(Dataset entries)
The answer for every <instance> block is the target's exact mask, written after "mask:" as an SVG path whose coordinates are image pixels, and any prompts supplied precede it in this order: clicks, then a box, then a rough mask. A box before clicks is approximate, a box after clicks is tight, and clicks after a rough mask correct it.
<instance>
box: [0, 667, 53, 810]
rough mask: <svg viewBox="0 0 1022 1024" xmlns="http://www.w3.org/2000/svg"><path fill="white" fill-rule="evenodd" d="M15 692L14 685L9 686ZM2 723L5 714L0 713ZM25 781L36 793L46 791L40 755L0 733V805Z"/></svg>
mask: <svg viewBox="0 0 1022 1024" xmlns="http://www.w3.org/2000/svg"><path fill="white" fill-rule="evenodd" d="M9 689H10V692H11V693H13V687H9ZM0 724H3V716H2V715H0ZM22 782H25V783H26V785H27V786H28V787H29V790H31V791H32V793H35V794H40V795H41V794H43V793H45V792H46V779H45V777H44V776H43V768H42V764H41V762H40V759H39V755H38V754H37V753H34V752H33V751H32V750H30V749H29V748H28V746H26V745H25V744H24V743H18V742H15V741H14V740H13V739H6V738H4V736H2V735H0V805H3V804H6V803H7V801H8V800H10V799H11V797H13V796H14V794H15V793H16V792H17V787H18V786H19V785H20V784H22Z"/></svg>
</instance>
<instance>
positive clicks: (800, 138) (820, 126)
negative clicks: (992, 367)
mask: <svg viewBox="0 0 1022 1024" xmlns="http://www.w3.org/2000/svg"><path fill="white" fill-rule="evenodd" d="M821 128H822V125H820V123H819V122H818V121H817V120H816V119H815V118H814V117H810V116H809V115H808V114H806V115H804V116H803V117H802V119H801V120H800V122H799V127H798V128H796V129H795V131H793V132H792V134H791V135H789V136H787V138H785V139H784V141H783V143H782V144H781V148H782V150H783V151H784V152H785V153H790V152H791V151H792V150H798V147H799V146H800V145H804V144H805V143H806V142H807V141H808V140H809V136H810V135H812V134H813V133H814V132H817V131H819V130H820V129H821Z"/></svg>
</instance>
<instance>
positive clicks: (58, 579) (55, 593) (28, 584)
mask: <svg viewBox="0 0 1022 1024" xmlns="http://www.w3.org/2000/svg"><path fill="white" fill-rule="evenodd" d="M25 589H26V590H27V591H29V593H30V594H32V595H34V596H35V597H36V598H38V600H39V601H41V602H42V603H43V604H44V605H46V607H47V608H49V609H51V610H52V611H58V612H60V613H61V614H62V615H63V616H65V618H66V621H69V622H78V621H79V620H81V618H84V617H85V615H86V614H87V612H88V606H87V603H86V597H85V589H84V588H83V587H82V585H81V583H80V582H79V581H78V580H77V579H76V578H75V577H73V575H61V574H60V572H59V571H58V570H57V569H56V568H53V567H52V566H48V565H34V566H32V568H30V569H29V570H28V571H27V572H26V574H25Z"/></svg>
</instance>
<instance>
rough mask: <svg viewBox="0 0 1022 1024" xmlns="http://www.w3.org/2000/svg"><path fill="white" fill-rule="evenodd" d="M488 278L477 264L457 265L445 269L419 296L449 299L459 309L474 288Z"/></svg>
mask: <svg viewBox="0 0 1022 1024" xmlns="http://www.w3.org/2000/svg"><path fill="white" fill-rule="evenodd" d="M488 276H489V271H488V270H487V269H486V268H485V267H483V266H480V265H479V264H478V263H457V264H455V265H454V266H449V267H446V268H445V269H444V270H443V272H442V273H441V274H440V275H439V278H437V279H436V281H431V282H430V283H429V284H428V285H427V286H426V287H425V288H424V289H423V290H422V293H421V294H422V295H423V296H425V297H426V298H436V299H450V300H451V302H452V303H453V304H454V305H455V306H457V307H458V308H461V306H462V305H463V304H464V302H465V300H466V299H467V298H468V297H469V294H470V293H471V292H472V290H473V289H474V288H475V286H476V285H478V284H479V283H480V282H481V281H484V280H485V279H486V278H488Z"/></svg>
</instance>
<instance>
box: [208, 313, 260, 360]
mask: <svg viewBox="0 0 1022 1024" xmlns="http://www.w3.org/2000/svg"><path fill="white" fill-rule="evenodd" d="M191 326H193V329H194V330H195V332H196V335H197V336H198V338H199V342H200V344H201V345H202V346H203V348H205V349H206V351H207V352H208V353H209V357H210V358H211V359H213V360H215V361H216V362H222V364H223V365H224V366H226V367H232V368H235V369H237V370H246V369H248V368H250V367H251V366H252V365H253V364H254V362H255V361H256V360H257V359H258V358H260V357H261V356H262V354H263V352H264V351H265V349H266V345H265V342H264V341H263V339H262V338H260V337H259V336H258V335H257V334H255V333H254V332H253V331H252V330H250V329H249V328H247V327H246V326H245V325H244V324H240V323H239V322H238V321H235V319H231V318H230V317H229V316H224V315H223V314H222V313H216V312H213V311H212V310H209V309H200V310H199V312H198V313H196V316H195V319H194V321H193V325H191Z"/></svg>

Activity: Output every record above, exactly as written.

Exercise solution:
The answer for every <instance> block is the target's exact mask, written after "mask:" as an SVG path whose coordinates are image pixels, and any prompts supplied precede it in this order: clicks, then a box, then a rough mask. A box before clicks is approximate, a box after clicks is tight, and clicks after a rough mask correct it.
<instance>
box: [0, 667, 53, 810]
rough mask: <svg viewBox="0 0 1022 1024" xmlns="http://www.w3.org/2000/svg"><path fill="white" fill-rule="evenodd" d="M15 692L14 685L9 686ZM2 723L5 714L0 713ZM25 781L36 793L46 791L40 755L0 733V805Z"/></svg>
mask: <svg viewBox="0 0 1022 1024" xmlns="http://www.w3.org/2000/svg"><path fill="white" fill-rule="evenodd" d="M9 689H10V692H11V693H13V687H9ZM0 724H3V716H2V715H0ZM22 782H25V783H26V785H27V786H28V787H29V790H31V791H32V793H35V794H40V795H41V794H43V793H45V792H46V779H45V777H44V776H43V768H42V764H41V762H40V759H39V755H38V754H37V753H34V752H33V751H32V750H30V749H29V748H28V746H26V745H25V744H24V743H18V742H15V741H14V740H13V739H6V738H4V736H2V735H0V805H3V804H6V803H7V801H8V800H10V799H11V797H13V796H14V794H15V793H16V792H17V787H18V786H19V785H20V784H22Z"/></svg>
</instance>
<instance>
positive clicks: (800, 138) (820, 126)
negative clicks: (992, 367)
mask: <svg viewBox="0 0 1022 1024" xmlns="http://www.w3.org/2000/svg"><path fill="white" fill-rule="evenodd" d="M821 128H822V125H820V123H819V122H818V121H817V120H816V119H815V118H814V117H810V116H809V115H808V114H806V115H804V116H803V117H802V119H801V120H800V122H799V127H798V128H796V129H795V131H793V132H792V134H791V135H789V136H787V138H785V139H784V141H783V143H782V144H781V148H782V150H783V151H784V152H785V153H790V152H791V151H792V150H798V147H799V146H800V145H804V144H805V143H806V142H807V141H808V140H809V136H810V135H812V134H813V133H814V132H817V131H819V130H820V129H821Z"/></svg>
</instance>
<instance>
positive clicks: (58, 579) (55, 593) (28, 584)
mask: <svg viewBox="0 0 1022 1024" xmlns="http://www.w3.org/2000/svg"><path fill="white" fill-rule="evenodd" d="M25 589H26V590H27V591H29V593H30V594H32V595H34V596H35V597H36V598H38V600H39V601H41V602H42V603H43V604H44V605H46V607H47V608H49V609H51V610H52V611H58V612H60V613H61V614H62V615H63V616H65V618H66V621H69V622H78V621H79V620H81V618H84V617H85V615H86V614H87V612H88V606H87V603H86V597H85V589H84V588H83V587H82V585H81V583H80V582H79V581H78V580H77V579H76V578H75V577H73V575H61V574H60V572H59V571H58V570H57V569H56V568H53V567H52V566H48V565H34V566H32V568H30V569H29V570H28V571H27V572H26V574H25Z"/></svg>
</instance>
<instance>
rough mask: <svg viewBox="0 0 1022 1024" xmlns="http://www.w3.org/2000/svg"><path fill="white" fill-rule="evenodd" d="M488 278L477 264L457 265L445 269L419 296L449 299L459 309L474 288Z"/></svg>
mask: <svg viewBox="0 0 1022 1024" xmlns="http://www.w3.org/2000/svg"><path fill="white" fill-rule="evenodd" d="M488 276H489V271H488V270H487V269H486V268H485V267H483V266H480V265H479V264H478V263H457V264H455V265H454V266H449V267H446V268H445V269H444V270H443V272H442V273H441V274H440V275H439V278H437V279H436V281H431V282H430V283H429V284H428V285H427V286H426V287H425V288H424V289H423V290H422V293H421V294H422V295H423V296H425V297H426V298H436V299H450V300H451V302H452V303H453V304H454V305H455V306H457V307H458V308H461V306H462V305H463V304H464V302H465V300H466V299H467V298H468V297H469V294H470V293H471V292H472V290H473V289H474V288H475V286H476V285H478V284H479V283H480V282H481V281H484V280H485V279H486V278H488Z"/></svg>
</instance>
<instance>
box: [208, 313, 260, 360]
mask: <svg viewBox="0 0 1022 1024" xmlns="http://www.w3.org/2000/svg"><path fill="white" fill-rule="evenodd" d="M191 326H193V329H194V330H195V332H196V335H197V336H198V338H199V342H200V344H201V345H202V346H203V348H205V349H206V351H207V352H208V353H209V357H210V358H211V359H213V360H215V361H216V362H222V364H223V365H224V366H226V367H232V368H235V369H237V370H246V369H248V368H250V367H251V366H252V365H253V364H254V362H255V361H256V360H257V359H258V358H260V357H261V356H262V354H263V352H264V351H265V349H266V345H265V342H264V341H263V339H262V338H260V337H259V336H258V335H257V334H255V333H254V332H253V331H252V330H250V329H249V328H247V327H246V326H245V325H244V324H240V323H239V322H238V321H235V319H231V318H230V317H229V316H224V315H223V314H222V313H216V312H213V311H212V310H209V309H200V310H199V312H198V313H196V316H195V319H194V321H193V325H191Z"/></svg>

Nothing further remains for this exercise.